[begin Material to process]

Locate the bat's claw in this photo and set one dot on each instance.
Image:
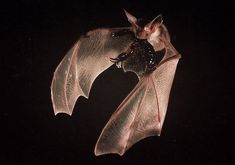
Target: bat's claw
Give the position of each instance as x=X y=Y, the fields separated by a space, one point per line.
x=117 y=62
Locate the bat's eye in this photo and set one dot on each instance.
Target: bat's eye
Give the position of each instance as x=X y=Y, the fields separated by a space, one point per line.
x=147 y=29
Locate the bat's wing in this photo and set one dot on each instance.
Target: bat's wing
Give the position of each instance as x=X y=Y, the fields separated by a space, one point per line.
x=89 y=57
x=143 y=111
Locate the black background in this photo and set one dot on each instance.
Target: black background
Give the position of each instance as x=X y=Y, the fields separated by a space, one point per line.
x=198 y=128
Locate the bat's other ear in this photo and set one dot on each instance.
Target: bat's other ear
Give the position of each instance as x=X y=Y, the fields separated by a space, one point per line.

[end Material to process]

◆ What this task involves ◆
Rewrite the data above as a JSON list of strings, one string per line and no blank lines, leaving out the pictures.

◆ Exercise answer ◆
[
  "Locate the bat's claw in this photo and set one dot on each instance.",
  "Image:",
  "Target: bat's claw",
  "Give the position of each instance as x=X y=Y, the fields separated by a space, one point per line.",
  "x=117 y=62",
  "Locate the bat's eye in this photo and set one dot on each instance.",
  "Target: bat's eye",
  "Give the position of each instance as x=X y=Y, the fields separated by a space, one point per line.",
  "x=147 y=29",
  "Locate the bat's wing in this photo and set one dot on each instance.",
  "Target: bat's wing",
  "Give the position of each instance as x=X y=Y, the fields separated by a space, one point per line.",
  "x=89 y=57",
  "x=143 y=111",
  "Locate the black background in this photo and set one dot on each instance.",
  "Target: black background",
  "Give the position of each instance as x=X y=Y, the fields separated by a space, one point per line.",
  "x=198 y=128",
  "Locate the bat's other ear in this photo and set one dot on each instance.",
  "Target: bat's other ear",
  "Give the position of each instance as x=X y=Y, the fields separated by a space, one point per line."
]